Copy the material from the line containing "pin: black seat" through the line containing "(348, 178), (372, 290)", requests included, and shift every bounding-box coordinate in the answers by adding 46. Leave the pictures out of your copy.
>>>>
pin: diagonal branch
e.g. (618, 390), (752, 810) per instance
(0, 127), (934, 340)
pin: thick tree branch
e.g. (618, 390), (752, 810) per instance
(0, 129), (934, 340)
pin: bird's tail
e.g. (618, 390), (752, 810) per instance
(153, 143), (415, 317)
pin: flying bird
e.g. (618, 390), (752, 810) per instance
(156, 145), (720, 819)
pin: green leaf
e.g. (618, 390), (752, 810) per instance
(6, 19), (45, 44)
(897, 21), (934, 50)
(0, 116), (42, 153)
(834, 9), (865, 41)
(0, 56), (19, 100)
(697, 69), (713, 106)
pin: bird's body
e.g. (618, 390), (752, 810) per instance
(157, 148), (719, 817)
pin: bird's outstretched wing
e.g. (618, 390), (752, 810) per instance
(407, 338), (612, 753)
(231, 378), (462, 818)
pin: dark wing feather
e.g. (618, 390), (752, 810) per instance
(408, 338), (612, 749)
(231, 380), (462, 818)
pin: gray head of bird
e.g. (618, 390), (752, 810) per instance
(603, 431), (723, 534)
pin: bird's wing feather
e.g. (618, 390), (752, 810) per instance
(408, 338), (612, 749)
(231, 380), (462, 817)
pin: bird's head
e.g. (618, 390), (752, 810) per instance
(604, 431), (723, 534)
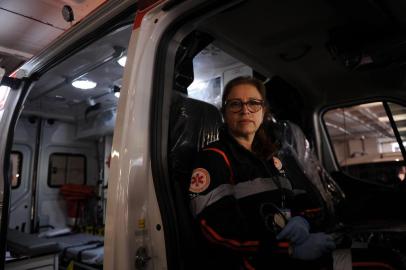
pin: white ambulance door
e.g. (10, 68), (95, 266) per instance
(0, 74), (31, 269)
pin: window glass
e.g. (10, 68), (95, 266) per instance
(323, 102), (406, 185)
(48, 153), (86, 187)
(0, 85), (10, 120)
(10, 151), (23, 188)
(187, 44), (252, 108)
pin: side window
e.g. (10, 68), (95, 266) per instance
(323, 102), (406, 186)
(48, 153), (86, 187)
(187, 44), (253, 108)
(10, 151), (23, 188)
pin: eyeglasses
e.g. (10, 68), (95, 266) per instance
(224, 99), (264, 113)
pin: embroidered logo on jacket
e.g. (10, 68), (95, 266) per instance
(189, 168), (210, 193)
(272, 157), (282, 171)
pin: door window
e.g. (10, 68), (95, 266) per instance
(10, 151), (23, 188)
(48, 153), (86, 187)
(323, 102), (406, 185)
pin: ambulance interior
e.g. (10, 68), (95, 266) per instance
(6, 1), (406, 269)
(6, 15), (133, 269)
(162, 1), (406, 269)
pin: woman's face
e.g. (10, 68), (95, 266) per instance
(224, 84), (264, 138)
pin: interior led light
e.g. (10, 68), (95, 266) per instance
(117, 56), (127, 67)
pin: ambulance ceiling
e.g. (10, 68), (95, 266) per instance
(0, 0), (105, 74)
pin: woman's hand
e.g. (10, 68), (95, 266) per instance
(276, 216), (310, 245)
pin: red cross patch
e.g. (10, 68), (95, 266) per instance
(272, 157), (282, 171)
(189, 168), (210, 193)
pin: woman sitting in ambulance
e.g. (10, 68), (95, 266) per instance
(189, 77), (335, 269)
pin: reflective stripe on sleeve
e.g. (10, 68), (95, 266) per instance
(190, 177), (292, 217)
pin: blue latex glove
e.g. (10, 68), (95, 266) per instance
(276, 216), (310, 245)
(292, 233), (336, 260)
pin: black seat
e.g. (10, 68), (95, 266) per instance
(168, 91), (222, 269)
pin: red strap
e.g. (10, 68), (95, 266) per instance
(203, 147), (235, 184)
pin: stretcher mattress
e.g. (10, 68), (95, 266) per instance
(52, 233), (104, 265)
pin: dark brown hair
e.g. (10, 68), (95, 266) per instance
(221, 76), (276, 159)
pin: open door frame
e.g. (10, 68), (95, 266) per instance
(0, 76), (33, 269)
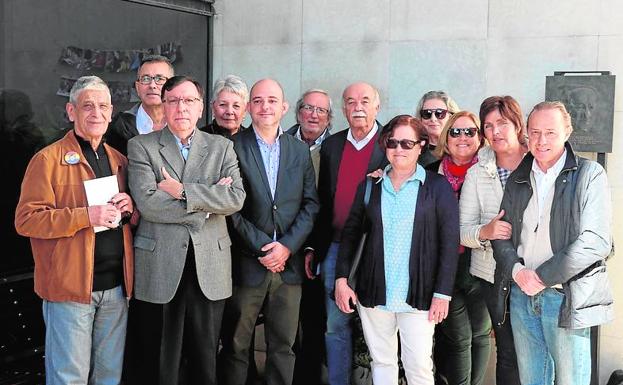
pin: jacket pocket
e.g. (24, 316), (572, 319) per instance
(569, 264), (613, 310)
(218, 236), (231, 250)
(134, 235), (156, 251)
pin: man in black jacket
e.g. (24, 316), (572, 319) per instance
(222, 79), (318, 385)
(106, 55), (174, 155)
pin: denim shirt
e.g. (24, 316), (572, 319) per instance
(253, 127), (283, 199)
(379, 164), (426, 312)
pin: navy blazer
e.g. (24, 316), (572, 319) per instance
(335, 171), (459, 310)
(309, 121), (389, 262)
(231, 128), (319, 286)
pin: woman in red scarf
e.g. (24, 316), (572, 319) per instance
(427, 111), (491, 385)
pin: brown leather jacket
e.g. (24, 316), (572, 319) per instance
(15, 130), (134, 303)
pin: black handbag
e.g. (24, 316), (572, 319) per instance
(348, 178), (372, 290)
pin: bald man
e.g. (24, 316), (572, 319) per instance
(222, 79), (319, 385)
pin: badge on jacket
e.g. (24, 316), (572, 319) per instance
(65, 151), (80, 164)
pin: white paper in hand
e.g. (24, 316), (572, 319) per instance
(84, 175), (121, 233)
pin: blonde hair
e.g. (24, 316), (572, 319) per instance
(433, 111), (485, 159)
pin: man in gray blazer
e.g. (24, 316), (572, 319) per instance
(128, 76), (245, 385)
(223, 79), (319, 385)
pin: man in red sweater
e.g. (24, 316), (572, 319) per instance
(305, 83), (387, 385)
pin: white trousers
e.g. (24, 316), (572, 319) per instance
(357, 304), (435, 385)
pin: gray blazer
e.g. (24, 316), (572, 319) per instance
(128, 127), (245, 303)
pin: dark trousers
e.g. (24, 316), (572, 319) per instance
(433, 256), (492, 385)
(125, 246), (225, 385)
(480, 280), (521, 385)
(294, 278), (326, 385)
(221, 271), (301, 385)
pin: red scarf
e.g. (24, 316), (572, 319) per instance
(441, 155), (478, 254)
(441, 155), (478, 195)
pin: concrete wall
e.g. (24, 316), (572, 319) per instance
(213, 0), (623, 383)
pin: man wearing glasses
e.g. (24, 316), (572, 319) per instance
(306, 83), (387, 385)
(286, 89), (333, 384)
(286, 89), (333, 184)
(106, 55), (174, 155)
(128, 76), (245, 385)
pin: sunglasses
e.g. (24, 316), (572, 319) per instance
(385, 138), (417, 150)
(448, 127), (478, 138)
(420, 108), (448, 120)
(136, 75), (168, 86)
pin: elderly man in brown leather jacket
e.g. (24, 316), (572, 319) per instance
(15, 76), (134, 384)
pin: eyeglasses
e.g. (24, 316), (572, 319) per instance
(136, 75), (168, 86)
(420, 108), (452, 120)
(80, 103), (112, 112)
(448, 127), (478, 138)
(163, 98), (201, 107)
(385, 138), (417, 150)
(301, 104), (329, 116)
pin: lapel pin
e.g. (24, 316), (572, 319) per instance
(65, 151), (80, 164)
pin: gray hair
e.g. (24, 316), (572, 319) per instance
(342, 82), (381, 108)
(212, 75), (249, 103)
(69, 76), (110, 106)
(415, 91), (461, 119)
(136, 55), (175, 76)
(526, 101), (573, 133)
(295, 88), (333, 125)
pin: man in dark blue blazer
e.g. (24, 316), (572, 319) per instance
(222, 79), (319, 385)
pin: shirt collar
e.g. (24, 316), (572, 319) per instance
(136, 103), (154, 134)
(173, 128), (197, 150)
(346, 121), (379, 150)
(532, 149), (567, 176)
(75, 134), (106, 155)
(251, 125), (283, 146)
(294, 124), (329, 150)
(377, 163), (426, 186)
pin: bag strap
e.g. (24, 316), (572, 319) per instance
(363, 177), (372, 207)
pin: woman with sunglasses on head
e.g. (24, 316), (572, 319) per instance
(335, 115), (459, 385)
(460, 96), (528, 385)
(427, 111), (491, 385)
(415, 91), (460, 167)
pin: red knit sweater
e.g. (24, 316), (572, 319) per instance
(333, 134), (378, 242)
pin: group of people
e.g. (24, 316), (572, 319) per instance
(15, 56), (613, 385)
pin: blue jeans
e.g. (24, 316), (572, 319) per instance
(43, 286), (128, 385)
(320, 242), (353, 385)
(510, 284), (591, 385)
<<<<
TASK RESULT —
pin: black seat
e.g. (10, 68), (95, 266) per instance
(214, 137), (268, 315)
pin: red strap
e.g. (10, 68), (95, 266) per instance
(249, 193), (281, 230)
pin: stretcher mattress
e.g. (10, 68), (95, 266) per instance
(98, 279), (150, 311)
pin: dark brown hair
e.g. (10, 68), (95, 266) per instance
(267, 122), (322, 205)
pin: open door frame
e.g. (10, 68), (95, 266) per instance
(46, 122), (79, 315)
pin: jacket pocket
e.g. (24, 316), (572, 319) per instance
(615, 310), (659, 356)
(264, 282), (277, 296)
(180, 281), (202, 297)
pin: man in black jacket
e.g. (24, 316), (572, 319) per instance
(268, 125), (364, 431)
(152, 101), (220, 201)
pin: denim shirt
e.g. (24, 316), (572, 319) per instance
(299, 173), (329, 245)
(425, 210), (472, 358)
pin: navy blazer
e.g. (24, 316), (572, 319) per instance
(381, 217), (505, 356)
(355, 167), (435, 308)
(277, 174), (365, 332)
pin: woman in red scarf
e.g. (24, 316), (572, 319) per instance
(473, 157), (537, 431)
pin: brown leather jacket
e.g. (24, 316), (572, 319) per instance
(61, 176), (180, 349)
pin: black handbag
e.g. (24, 316), (572, 319) per instance
(394, 224), (418, 336)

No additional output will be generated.